▶ _Directive_: In the discussion below, which version of OS X made SMB Apple's primary file-sharing protocol?

▶ _Extract_:
________________________

I bought a UNAS-2 (and a couple of 12 TB IronWolf Pro drives) a few months ago when the "time capsule will not be supported in a future version of macOS" warning first appeared. It has been outstanding alongside the rest of my UniFi setup, and perfectly supports Time Machine backups. The UniFi Identity macOS app means my family's computers always stay authenticated/connected and my wife & kids don't have to do anything to make Time Machine just work.
If you're a power user who loves the Apple aesthetic and you already have a UniFi setup at home, you'll feel right at home switching from Time Capsule to a UNAS.
Also why the 12TB ironwolf drives specifically ? Personally I always was a fan of buying true enterprise (the ones designed for "online" or near line storage) but sometimes specific models and sizes of random drives do very well in Backblaze testing
TFA:
> Apple made SMB its primary file-sharing protocol in OS X 10.9 Mavericks, over 12 years ago, and has repeatedly told us that support for its predecessor AFP will be removed in the future.
They aren’t deprecating Time Machine. The old protocol is being removed.
The old protocol hasn’t worked well for a long time, at least in my experience
And then I went to Acronis True Image backing up to my Synology NAS, but that became unreliable too - oftentimes when I'd go to do a restore, the client would crash trying to read the catalog.
So, like you... CCC nightly to my Synology, with a Snapshot rotation on it - snapshot the previous night's backup at 8pm, and then kick off that night's backup at 11pm.
The "new computer" out of box account creation and first sign in experience on both Windows 11 and MacOS are clearly designed to drive end users towards perpetual for life monthly recurring subscriptions for (Microsoft 365 Personal, OneDrive, iCloud storage, etc).
Imagine the difficulty for the ordinary non technical person (absolutely not a stereotypical HN reader) ever being able to stop paying for iCloud when they have 600GB+ of their family photos and videos and stuff backed up to it.
I was shocked years ago that the mac, famous for its early network peer discovery and zeroconf and all, couldn't present a list of SMB servers and shares despite that kind of function being around forever on every other platform in existence.

________________________

[Part of a data file]

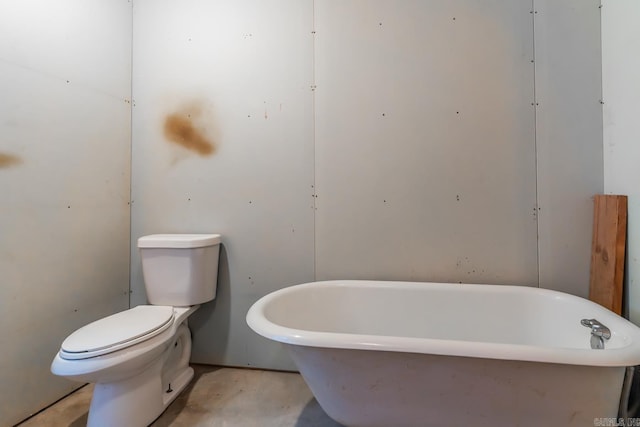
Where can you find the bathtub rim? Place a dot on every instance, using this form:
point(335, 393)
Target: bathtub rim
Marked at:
point(628, 355)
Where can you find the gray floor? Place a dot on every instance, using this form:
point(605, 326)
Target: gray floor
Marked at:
point(215, 397)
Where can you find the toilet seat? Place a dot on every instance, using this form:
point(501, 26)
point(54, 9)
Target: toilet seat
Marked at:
point(118, 331)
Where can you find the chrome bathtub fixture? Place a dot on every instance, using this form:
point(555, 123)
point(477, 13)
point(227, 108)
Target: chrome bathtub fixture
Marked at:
point(599, 332)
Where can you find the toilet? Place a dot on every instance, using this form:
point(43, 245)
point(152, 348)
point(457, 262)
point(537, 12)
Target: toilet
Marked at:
point(139, 358)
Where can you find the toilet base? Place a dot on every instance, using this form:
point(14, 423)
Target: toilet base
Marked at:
point(139, 400)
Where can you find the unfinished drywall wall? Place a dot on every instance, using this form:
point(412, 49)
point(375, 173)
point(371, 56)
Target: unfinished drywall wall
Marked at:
point(364, 139)
point(425, 166)
point(621, 97)
point(64, 183)
point(568, 138)
point(223, 143)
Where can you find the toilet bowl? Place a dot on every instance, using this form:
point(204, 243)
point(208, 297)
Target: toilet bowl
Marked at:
point(139, 358)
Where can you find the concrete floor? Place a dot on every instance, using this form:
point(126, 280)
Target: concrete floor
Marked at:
point(216, 397)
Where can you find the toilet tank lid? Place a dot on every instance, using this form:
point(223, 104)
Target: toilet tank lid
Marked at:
point(178, 241)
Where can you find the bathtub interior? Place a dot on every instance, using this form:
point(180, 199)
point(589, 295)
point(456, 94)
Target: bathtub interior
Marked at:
point(457, 312)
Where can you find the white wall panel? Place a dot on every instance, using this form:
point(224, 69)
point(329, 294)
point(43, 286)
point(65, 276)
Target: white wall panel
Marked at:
point(569, 138)
point(239, 73)
point(64, 183)
point(621, 94)
point(425, 151)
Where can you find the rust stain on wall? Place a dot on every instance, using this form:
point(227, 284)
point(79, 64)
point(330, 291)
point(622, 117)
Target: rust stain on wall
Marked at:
point(9, 160)
point(188, 129)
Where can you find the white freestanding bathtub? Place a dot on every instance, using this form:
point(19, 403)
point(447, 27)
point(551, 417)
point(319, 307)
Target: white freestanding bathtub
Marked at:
point(435, 354)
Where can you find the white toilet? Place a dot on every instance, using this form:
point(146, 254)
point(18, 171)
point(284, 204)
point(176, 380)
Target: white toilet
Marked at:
point(139, 358)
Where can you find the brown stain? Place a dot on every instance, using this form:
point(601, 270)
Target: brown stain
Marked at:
point(180, 129)
point(9, 160)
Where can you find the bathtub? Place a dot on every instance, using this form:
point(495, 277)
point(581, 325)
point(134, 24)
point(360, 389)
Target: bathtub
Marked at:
point(435, 354)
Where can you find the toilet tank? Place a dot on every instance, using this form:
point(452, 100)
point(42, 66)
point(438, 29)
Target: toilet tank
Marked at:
point(180, 269)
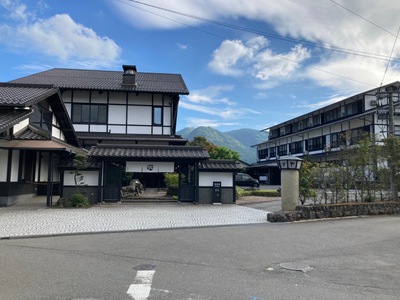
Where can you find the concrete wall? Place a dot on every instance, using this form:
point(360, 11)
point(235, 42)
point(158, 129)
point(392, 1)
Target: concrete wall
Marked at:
point(91, 192)
point(206, 195)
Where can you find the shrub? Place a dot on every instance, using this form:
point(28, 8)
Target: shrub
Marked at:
point(256, 192)
point(79, 200)
point(171, 181)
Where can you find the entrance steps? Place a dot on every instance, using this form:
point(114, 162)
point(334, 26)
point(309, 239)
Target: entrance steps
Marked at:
point(150, 195)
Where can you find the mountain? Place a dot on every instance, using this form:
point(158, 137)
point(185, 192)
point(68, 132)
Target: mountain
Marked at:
point(248, 137)
point(239, 140)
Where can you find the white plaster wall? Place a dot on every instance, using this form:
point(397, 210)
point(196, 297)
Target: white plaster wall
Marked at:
point(167, 130)
point(91, 178)
point(117, 114)
point(117, 98)
point(44, 166)
point(14, 166)
point(66, 96)
point(56, 133)
point(157, 99)
point(157, 130)
point(98, 97)
point(81, 96)
point(139, 99)
point(207, 179)
point(149, 167)
point(68, 107)
point(167, 116)
point(21, 125)
point(3, 165)
point(139, 115)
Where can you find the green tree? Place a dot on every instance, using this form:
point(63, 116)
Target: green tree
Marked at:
point(203, 142)
point(216, 152)
point(221, 152)
point(391, 152)
point(306, 190)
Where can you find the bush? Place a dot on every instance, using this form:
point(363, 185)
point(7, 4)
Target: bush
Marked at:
point(256, 192)
point(79, 200)
point(172, 182)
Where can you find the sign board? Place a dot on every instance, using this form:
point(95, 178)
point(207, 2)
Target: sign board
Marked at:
point(149, 167)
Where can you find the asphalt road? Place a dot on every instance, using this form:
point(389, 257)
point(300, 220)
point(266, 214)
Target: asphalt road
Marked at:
point(355, 258)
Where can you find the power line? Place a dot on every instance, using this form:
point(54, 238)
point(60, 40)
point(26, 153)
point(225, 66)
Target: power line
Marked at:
point(270, 35)
point(365, 19)
point(222, 37)
point(391, 53)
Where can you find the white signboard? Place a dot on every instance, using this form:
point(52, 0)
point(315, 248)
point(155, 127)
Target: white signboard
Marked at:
point(149, 167)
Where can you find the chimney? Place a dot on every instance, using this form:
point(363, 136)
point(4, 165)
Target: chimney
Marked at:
point(128, 78)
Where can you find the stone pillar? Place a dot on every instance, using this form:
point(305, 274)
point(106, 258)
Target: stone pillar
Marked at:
point(289, 189)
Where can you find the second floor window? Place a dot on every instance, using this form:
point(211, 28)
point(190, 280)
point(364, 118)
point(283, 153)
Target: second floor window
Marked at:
point(262, 153)
point(282, 150)
point(157, 115)
point(315, 143)
point(41, 118)
point(296, 147)
point(89, 113)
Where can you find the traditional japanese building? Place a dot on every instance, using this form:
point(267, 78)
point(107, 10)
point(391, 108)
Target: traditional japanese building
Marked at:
point(125, 120)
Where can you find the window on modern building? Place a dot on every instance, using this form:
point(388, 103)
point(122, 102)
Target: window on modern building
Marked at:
point(274, 133)
point(41, 118)
point(282, 150)
point(359, 133)
point(89, 113)
point(315, 143)
point(157, 115)
point(296, 147)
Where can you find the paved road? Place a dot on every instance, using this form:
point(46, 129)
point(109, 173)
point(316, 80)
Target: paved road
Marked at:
point(355, 258)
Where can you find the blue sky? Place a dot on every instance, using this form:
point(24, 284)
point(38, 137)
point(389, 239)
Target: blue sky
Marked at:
point(247, 64)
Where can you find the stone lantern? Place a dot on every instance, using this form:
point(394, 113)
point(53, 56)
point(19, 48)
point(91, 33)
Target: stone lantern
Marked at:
point(289, 166)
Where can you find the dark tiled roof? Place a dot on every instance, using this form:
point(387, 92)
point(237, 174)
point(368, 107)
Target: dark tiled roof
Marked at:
point(108, 80)
point(12, 117)
point(149, 152)
point(220, 164)
point(24, 94)
point(31, 134)
point(129, 137)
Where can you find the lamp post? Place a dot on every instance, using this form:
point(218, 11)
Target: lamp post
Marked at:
point(289, 166)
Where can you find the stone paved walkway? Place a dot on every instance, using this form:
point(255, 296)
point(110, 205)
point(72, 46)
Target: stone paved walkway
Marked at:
point(114, 218)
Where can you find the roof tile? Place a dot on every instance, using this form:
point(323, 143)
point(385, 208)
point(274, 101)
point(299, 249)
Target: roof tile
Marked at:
point(108, 80)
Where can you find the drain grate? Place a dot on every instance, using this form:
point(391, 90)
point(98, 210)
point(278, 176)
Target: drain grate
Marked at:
point(296, 266)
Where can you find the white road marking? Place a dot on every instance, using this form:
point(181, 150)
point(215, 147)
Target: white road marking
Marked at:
point(140, 289)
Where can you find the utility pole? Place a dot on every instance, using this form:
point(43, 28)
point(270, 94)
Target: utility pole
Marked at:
point(393, 170)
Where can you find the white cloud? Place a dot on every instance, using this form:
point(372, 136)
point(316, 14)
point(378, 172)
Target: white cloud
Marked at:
point(182, 46)
point(234, 58)
point(226, 113)
point(58, 37)
point(195, 122)
point(211, 95)
point(320, 22)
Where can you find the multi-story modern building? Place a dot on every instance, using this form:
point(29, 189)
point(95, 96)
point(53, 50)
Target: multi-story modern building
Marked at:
point(318, 134)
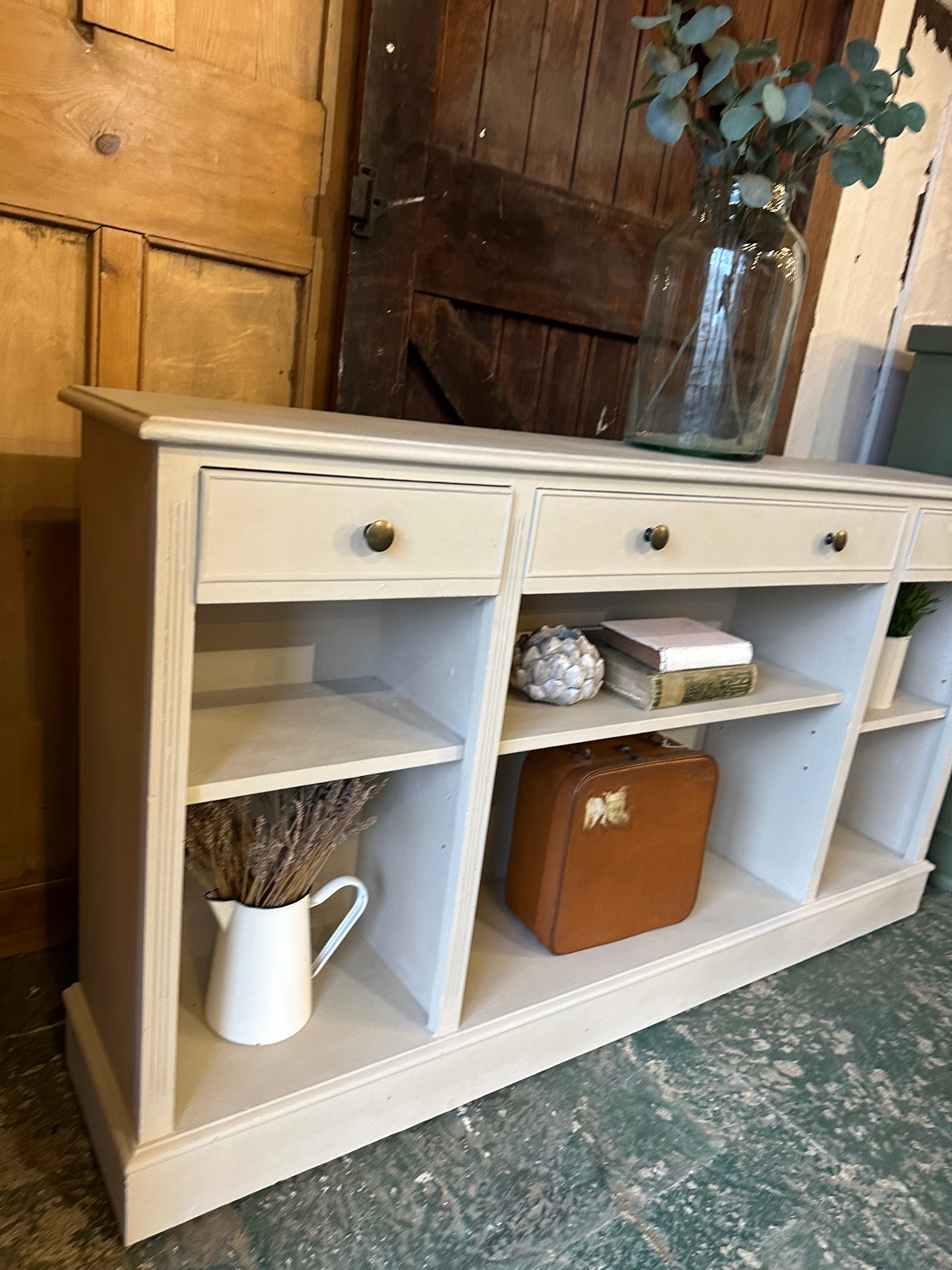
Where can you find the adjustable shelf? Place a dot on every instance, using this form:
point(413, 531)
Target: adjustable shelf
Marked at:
point(535, 726)
point(245, 741)
point(905, 709)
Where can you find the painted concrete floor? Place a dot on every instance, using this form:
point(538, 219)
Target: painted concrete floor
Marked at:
point(801, 1123)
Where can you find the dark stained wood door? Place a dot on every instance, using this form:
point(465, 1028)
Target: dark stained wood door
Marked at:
point(515, 206)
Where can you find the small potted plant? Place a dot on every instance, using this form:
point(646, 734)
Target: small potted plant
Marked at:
point(913, 602)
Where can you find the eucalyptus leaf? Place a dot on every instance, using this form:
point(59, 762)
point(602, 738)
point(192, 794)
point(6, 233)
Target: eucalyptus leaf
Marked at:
point(704, 24)
point(775, 104)
point(661, 60)
point(737, 122)
point(853, 103)
point(846, 168)
point(721, 45)
point(675, 84)
point(861, 55)
point(756, 191)
point(667, 119)
point(796, 98)
point(831, 83)
point(758, 50)
point(716, 70)
point(754, 94)
point(891, 122)
point(914, 115)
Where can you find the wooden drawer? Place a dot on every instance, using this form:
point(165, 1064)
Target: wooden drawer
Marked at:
point(934, 544)
point(283, 529)
point(603, 536)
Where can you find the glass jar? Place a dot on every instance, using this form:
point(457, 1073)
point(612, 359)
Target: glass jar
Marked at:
point(723, 303)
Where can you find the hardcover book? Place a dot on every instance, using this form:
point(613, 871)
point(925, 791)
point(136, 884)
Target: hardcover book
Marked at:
point(675, 643)
point(657, 690)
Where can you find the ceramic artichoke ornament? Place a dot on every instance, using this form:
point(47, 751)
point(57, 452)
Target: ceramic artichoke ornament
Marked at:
point(557, 664)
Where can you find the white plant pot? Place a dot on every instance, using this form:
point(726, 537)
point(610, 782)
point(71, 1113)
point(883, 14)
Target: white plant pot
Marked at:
point(260, 987)
point(887, 672)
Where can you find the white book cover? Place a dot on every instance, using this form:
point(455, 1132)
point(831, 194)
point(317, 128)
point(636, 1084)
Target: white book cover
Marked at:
point(677, 643)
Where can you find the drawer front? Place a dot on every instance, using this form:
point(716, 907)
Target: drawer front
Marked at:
point(603, 535)
point(286, 529)
point(934, 542)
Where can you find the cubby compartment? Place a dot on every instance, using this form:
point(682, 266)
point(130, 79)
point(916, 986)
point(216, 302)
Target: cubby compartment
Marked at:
point(779, 753)
point(289, 695)
point(380, 992)
point(297, 694)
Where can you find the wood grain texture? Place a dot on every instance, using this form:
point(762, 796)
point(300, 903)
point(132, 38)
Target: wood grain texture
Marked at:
point(43, 289)
point(560, 86)
point(216, 330)
point(512, 63)
point(152, 20)
point(460, 72)
point(275, 42)
point(187, 152)
point(116, 326)
point(607, 94)
point(824, 205)
point(339, 86)
point(395, 129)
point(498, 239)
point(37, 915)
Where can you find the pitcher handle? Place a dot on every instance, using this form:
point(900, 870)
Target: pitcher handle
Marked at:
point(352, 916)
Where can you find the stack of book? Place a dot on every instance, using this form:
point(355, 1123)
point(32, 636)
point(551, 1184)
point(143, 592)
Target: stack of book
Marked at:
point(659, 662)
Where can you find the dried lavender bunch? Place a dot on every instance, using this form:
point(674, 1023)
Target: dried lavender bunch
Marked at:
point(267, 850)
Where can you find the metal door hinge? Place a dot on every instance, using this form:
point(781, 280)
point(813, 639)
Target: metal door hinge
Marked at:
point(366, 201)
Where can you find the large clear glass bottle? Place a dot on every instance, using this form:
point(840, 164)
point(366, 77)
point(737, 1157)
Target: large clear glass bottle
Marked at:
point(723, 303)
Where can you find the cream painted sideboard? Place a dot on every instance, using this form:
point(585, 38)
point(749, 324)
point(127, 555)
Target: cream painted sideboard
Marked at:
point(239, 635)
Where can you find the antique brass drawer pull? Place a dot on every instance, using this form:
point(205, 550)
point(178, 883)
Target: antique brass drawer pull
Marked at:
point(658, 536)
point(379, 535)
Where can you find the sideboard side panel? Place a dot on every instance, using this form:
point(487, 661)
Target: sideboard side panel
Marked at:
point(119, 498)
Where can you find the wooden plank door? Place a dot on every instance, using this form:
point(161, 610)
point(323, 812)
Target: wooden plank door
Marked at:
point(501, 277)
point(160, 227)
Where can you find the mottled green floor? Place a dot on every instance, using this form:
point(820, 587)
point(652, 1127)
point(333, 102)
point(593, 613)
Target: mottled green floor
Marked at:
point(801, 1123)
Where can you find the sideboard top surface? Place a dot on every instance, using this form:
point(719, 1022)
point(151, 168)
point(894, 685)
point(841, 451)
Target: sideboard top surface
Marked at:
point(182, 420)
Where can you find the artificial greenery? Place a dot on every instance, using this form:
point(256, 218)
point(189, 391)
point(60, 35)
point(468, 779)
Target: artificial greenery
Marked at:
point(913, 602)
point(775, 129)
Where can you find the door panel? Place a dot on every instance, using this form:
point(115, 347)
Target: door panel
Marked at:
point(156, 230)
point(213, 328)
point(523, 186)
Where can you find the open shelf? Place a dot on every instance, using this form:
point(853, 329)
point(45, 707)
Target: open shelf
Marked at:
point(512, 972)
point(854, 861)
point(905, 709)
point(535, 726)
point(245, 741)
point(362, 1016)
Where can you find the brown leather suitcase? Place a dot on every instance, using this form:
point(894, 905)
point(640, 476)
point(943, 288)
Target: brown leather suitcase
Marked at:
point(608, 838)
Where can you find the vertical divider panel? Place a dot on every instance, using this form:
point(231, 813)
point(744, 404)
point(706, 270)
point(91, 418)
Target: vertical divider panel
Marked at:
point(782, 778)
point(480, 766)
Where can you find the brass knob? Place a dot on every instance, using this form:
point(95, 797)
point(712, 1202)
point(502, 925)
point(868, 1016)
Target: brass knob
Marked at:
point(658, 536)
point(379, 535)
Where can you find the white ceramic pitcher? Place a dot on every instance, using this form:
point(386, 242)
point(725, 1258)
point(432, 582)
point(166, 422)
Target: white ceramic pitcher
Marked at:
point(260, 987)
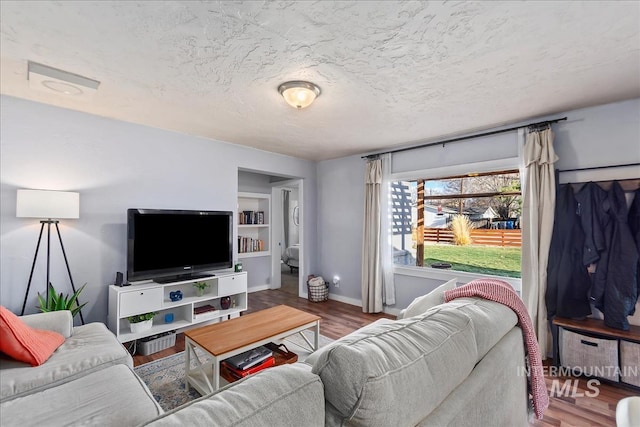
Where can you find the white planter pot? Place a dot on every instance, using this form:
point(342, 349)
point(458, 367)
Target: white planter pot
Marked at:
point(141, 326)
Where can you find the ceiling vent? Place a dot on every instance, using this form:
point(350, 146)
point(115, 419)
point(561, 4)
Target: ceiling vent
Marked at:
point(51, 80)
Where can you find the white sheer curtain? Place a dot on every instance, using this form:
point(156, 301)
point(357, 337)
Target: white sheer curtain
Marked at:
point(377, 261)
point(538, 204)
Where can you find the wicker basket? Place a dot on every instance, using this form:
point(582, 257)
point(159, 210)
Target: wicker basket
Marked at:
point(156, 343)
point(317, 292)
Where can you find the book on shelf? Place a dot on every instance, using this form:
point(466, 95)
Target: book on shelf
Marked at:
point(241, 373)
point(249, 358)
point(248, 244)
point(250, 217)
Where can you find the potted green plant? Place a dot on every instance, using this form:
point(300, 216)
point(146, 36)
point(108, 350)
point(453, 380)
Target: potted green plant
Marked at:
point(141, 322)
point(200, 287)
point(58, 301)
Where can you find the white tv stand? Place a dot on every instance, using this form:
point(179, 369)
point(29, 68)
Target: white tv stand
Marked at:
point(154, 297)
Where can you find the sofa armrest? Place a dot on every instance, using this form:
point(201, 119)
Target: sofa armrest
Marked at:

________________________

▶ _Solution to this problem_: OS X 10.9 Mavericks